## EXCERPT PROVIDED
- - -
SILVA reference taxonomy (consensus, majority, 7 levels, all_levels) - file selection with unexpected test results


Dear Qiime team.

We are working on a 18S dataset using the SILVA database for reference.
There are several files available in the download provided by Qiime and made available on the Silva webpage In order to choose the most adequate one, we tested all the different SILVA 132 reference-taxonomy files with exactly the same Qiime 2 preprocessed 18S amplicon sequence raw data set to check the similarity of the results. We agreed on using the following reference data set: all (instead of 18S only), 99%, consensus.
Then, we tested the consensus_taxonomy_7_levels file vs. the consensus_taxonomy_all_levels file. Here, we expected similar results (see citation of the Silva notes). But actually, we see a difference in the results - already in the third Level. Which shouldn’t be there, as far as I understood the Silva notes.
One example: The 3rd rank Archaeplastida was observed using the consensus_taxonomy_7_levels reference taxonomy, but was totally absent with the consensus_taxonomy_all_levels taxonomy.

What could be an explanation for that and which file would you recommend us to use with our eukaryot data set?

Thank you!!

P.S.: Sorry, if I chose the wrong category for my question.

[Silva 132 release, notes-textfile]: “This has a consequence that the first 7 levels match domain through species for most Archaea, Bacteria, and many eukaryotes, but due to the extra levels present in many eukaryotes, one will have to look at deeper levels to get the species in many cases. When viewing taxonomy plots generated with these taxa strings, one will need to be aware that the expanded format may result in unmatched taxa levels (e.g. a species level for a bacterial taxon may be family level for a fungi taxon). The 7 level taxonomy uses 7 levels if they are present. If more than 7 levels are present, the first 3 and last 4 levels of taxonomy are used.”

(Nicholas Bokulich) #2

The “all levels” can confuse taxonomy classifiers, since many consensus and confidence-based classifiers assume that taxonomic ranks are even across samples (e.g., the 3rd level is always class). So any differences between the “all levels” and “7 levels” is probably due to this confusion.

One in which the taxonomic ranks are uniform, e.g., the 7-level taxonomy.

Good luck!
- - -
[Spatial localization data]

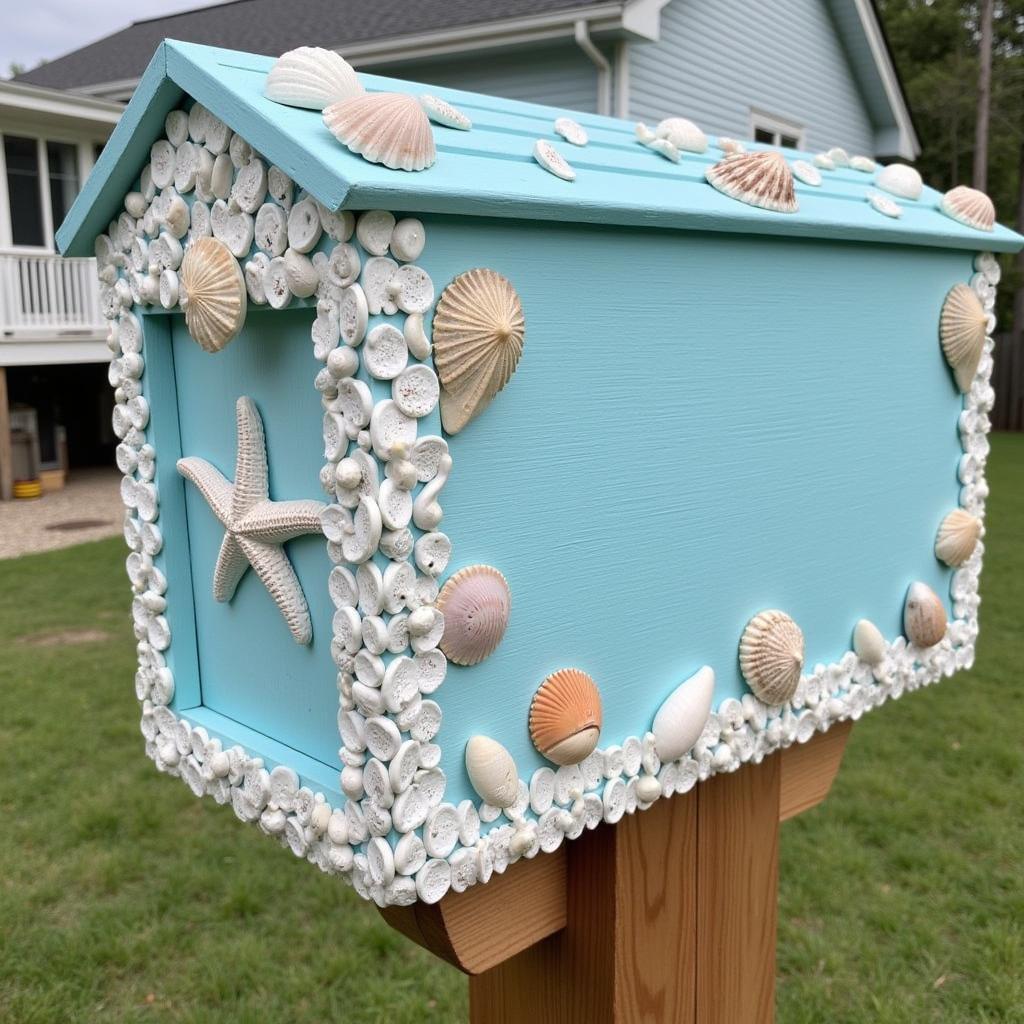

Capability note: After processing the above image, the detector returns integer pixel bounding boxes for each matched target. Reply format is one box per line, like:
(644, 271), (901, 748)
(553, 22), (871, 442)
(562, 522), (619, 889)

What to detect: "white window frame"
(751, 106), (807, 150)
- - -
## TASK TO COMPLETE
List the four options given in parentheses in the title of the forum thread on SILVA reference taxonomy files.

## RESPONSE TO THE EXERCISE
consensus, majority, 7 levels, all_levels